--- Extracted material Enclosed Below ---

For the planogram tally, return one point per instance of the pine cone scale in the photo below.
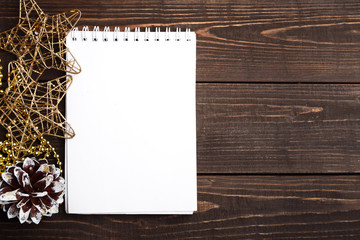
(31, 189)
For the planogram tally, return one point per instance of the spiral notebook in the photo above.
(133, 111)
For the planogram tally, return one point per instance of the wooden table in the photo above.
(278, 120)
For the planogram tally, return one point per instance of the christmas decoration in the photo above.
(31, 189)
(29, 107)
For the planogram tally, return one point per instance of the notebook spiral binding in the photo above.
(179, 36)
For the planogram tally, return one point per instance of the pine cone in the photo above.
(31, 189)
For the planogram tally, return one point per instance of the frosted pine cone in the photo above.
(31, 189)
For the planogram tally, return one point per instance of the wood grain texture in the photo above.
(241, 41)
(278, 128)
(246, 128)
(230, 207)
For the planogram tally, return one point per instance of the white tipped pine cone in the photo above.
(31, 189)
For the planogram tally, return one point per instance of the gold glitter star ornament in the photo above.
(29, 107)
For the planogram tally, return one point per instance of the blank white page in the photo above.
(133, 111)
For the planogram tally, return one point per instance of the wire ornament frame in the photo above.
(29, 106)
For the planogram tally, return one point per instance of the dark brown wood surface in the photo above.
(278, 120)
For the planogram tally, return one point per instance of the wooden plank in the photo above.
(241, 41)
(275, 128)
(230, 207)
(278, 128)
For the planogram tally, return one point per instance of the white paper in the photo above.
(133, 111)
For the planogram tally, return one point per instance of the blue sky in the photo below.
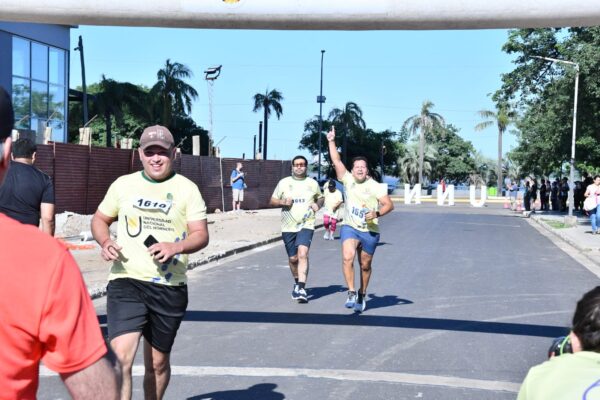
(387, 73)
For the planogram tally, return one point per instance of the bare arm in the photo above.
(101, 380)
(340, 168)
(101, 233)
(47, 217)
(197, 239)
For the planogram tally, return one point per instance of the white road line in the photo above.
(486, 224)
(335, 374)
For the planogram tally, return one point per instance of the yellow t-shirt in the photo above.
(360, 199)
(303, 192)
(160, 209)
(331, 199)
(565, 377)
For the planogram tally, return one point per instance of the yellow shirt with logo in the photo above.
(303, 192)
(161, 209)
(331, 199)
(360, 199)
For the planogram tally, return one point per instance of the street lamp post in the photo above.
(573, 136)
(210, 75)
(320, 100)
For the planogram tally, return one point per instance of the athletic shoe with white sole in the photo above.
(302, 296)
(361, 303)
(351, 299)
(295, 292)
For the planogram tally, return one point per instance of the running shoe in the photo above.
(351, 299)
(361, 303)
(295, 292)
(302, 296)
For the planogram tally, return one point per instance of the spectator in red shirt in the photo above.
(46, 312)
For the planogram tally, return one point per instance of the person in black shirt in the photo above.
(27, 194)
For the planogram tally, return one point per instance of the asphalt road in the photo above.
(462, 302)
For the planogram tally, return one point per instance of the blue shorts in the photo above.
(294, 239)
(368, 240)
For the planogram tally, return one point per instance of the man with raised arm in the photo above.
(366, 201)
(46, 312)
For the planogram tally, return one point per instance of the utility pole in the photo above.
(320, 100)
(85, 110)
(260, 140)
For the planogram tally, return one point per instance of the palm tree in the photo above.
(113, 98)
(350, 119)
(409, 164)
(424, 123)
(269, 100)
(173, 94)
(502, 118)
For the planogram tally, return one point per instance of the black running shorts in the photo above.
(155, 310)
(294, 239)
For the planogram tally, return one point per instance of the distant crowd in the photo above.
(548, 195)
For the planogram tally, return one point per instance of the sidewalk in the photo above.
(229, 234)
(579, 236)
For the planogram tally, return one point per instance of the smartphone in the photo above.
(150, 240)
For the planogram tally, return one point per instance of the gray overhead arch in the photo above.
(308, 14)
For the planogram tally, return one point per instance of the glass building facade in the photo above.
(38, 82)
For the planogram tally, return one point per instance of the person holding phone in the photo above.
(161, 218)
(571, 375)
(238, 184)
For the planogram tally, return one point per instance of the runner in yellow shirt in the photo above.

--- End of Enclosed Extracted material ---
--- Extracted material Enclosed Below ---

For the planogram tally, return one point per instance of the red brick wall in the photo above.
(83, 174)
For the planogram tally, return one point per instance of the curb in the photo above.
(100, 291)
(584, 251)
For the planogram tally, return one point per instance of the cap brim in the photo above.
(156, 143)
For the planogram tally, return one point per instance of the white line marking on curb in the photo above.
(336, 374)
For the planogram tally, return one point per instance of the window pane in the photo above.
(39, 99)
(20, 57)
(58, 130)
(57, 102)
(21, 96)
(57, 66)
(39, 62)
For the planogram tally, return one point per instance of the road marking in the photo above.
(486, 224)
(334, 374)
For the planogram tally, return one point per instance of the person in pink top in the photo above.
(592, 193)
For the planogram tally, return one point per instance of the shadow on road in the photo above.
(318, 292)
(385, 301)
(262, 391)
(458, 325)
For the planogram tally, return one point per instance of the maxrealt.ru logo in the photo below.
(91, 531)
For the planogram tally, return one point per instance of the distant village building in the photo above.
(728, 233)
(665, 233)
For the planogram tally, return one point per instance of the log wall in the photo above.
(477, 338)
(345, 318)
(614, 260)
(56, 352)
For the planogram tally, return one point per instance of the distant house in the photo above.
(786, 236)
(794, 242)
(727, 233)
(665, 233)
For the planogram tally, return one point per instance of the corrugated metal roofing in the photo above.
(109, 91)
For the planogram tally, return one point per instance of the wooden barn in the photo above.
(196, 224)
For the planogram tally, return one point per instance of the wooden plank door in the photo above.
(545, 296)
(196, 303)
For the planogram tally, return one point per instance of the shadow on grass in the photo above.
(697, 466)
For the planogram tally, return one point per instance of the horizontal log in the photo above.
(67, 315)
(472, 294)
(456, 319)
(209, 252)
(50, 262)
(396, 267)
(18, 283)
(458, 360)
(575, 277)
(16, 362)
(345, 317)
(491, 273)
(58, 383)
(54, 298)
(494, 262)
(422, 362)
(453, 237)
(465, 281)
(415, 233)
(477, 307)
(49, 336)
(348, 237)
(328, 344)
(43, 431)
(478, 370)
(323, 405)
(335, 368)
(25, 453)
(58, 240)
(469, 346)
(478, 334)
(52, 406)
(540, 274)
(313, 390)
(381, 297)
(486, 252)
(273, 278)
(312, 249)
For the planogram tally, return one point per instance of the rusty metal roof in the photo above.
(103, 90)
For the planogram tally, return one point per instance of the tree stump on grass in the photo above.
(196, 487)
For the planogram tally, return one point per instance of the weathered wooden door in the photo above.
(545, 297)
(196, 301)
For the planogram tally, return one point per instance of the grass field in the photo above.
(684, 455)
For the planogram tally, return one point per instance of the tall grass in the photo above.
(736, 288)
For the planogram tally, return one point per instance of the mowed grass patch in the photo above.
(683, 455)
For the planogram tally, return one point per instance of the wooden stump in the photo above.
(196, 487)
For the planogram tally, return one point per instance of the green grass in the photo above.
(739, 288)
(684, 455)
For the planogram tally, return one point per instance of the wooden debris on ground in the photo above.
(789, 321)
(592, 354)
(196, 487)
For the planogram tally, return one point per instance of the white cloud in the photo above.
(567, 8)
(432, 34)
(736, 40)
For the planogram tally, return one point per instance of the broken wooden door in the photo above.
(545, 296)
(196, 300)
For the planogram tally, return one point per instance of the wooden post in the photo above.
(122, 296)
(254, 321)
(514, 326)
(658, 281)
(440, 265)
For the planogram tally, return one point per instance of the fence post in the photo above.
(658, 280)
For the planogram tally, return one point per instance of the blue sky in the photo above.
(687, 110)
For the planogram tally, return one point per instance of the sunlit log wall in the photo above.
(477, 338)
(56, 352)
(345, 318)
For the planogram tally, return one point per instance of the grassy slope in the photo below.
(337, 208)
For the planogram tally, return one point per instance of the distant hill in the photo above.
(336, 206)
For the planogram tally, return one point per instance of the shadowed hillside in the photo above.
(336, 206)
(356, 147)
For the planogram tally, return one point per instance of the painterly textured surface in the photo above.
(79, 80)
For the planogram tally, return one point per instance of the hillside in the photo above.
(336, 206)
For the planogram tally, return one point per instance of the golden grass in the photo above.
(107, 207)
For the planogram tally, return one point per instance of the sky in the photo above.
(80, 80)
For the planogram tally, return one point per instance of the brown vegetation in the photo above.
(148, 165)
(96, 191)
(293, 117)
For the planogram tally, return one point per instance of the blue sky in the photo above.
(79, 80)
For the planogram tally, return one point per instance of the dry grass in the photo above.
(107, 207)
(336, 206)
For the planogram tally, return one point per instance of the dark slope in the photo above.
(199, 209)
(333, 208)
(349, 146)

--- End of Enclosed Extracted material ---
--- Extracted material Enclosed Below ---

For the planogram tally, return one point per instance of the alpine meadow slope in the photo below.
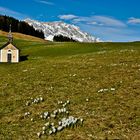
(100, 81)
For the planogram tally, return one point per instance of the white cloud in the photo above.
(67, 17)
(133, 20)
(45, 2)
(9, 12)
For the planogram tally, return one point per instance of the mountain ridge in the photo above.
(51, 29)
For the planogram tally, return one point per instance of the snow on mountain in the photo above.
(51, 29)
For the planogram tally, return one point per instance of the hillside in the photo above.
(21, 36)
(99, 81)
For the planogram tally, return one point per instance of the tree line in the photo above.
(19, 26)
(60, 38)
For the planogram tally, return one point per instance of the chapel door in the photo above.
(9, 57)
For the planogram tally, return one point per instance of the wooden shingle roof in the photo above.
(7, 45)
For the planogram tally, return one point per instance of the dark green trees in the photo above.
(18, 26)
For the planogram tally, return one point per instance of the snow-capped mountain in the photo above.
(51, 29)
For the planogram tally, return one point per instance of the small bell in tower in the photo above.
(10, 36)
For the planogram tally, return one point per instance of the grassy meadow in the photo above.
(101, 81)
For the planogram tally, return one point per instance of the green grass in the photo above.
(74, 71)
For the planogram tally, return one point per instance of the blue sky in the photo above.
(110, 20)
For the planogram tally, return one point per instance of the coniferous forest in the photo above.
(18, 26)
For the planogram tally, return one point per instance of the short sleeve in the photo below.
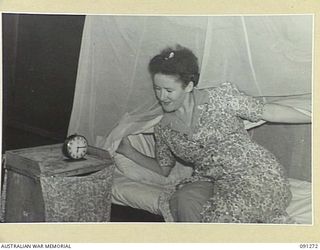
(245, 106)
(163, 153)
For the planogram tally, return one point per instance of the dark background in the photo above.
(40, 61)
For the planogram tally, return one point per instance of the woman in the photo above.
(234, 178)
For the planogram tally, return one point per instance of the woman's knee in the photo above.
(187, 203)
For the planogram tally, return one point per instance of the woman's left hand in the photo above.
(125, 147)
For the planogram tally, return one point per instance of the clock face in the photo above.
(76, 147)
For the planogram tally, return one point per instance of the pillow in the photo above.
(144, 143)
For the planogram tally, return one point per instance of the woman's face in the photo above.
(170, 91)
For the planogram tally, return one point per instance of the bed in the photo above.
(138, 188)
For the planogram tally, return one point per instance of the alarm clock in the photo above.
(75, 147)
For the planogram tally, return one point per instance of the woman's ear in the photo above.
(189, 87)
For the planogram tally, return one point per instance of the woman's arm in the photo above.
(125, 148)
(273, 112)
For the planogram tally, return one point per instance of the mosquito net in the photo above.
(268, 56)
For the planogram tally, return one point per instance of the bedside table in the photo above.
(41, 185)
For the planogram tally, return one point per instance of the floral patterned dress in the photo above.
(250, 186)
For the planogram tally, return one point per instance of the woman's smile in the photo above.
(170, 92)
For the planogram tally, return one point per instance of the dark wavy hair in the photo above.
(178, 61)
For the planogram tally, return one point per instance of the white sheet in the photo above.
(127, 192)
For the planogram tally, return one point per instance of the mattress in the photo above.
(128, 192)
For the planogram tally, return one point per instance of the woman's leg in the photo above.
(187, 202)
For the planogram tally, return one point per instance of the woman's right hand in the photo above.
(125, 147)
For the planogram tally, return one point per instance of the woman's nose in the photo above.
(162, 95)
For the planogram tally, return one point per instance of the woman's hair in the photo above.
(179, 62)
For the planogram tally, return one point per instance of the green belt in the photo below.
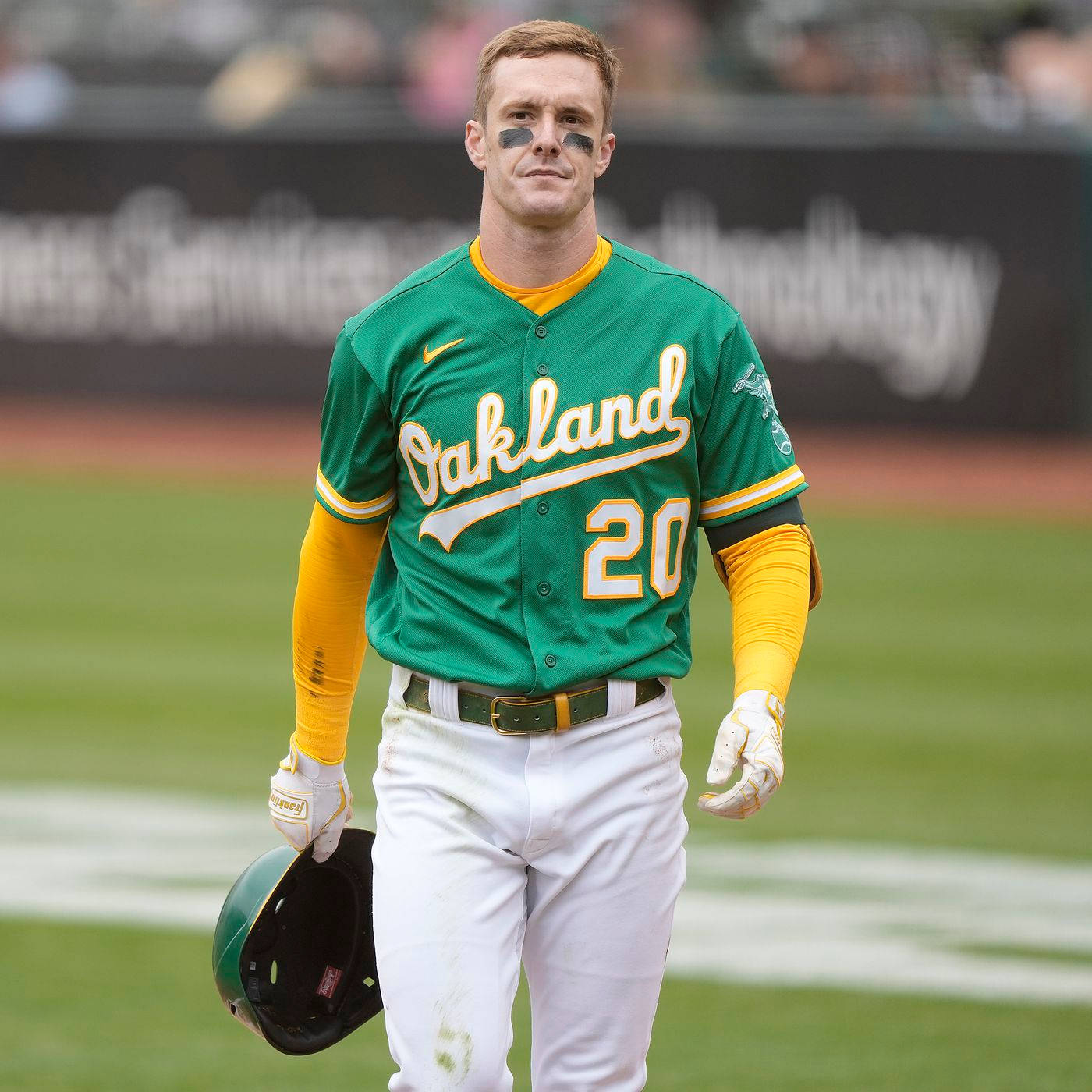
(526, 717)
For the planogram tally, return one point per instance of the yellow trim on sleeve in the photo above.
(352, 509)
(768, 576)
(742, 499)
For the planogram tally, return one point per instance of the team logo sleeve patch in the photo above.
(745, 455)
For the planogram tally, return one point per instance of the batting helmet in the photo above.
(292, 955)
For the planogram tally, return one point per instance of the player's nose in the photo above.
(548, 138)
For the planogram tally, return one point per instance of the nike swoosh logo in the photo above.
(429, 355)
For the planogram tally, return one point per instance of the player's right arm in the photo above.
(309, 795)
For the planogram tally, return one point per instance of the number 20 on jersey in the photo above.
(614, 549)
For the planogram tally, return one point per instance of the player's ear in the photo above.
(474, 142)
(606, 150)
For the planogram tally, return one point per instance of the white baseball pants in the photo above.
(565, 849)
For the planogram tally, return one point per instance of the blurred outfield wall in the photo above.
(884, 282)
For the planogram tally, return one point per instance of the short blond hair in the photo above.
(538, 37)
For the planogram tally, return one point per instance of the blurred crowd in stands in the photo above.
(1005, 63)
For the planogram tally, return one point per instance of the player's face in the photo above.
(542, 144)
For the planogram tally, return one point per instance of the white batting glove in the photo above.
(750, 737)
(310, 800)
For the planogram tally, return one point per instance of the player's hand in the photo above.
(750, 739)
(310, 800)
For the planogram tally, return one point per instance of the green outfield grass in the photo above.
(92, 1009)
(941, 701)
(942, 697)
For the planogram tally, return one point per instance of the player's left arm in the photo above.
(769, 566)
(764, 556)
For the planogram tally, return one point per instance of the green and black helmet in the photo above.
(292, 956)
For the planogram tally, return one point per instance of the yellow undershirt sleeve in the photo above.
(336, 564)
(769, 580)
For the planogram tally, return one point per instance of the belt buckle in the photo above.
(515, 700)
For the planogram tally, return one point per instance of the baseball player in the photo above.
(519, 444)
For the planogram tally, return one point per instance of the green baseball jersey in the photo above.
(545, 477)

--- End of Enclosed Extracted material ---

» Task to complete: From the material above, set down exactly the lines starting at the one with "running shorts in the photo above." and ending at the one with "yellow shirt in the photo above.", end lines included.

» Task response:
For the planogram tally, return one point per instance of the black running shorts in the photo above.
(155, 310)
(294, 239)
For the planogram tally, return one point per instance of the distant crowd in the photo above.
(548, 195)
For the planogram tally, return one point per instance of the sidewalk in the photo above.
(229, 234)
(579, 236)
For the planogram tally, return one point per instance of the smartphone in the photo above.
(150, 240)
For the planogram tally, return one point per instance of the gray overhead arch in the photo above.
(308, 14)
For the planogram tally, return one point per instance of the glass building facade in the photo above.
(38, 82)
For the planogram tally, return one point per instance of the person holding phone in the photo above.
(161, 218)
(571, 375)
(238, 184)
For the planogram tally, return one point per instance of the runner in yellow shirt in the photo above.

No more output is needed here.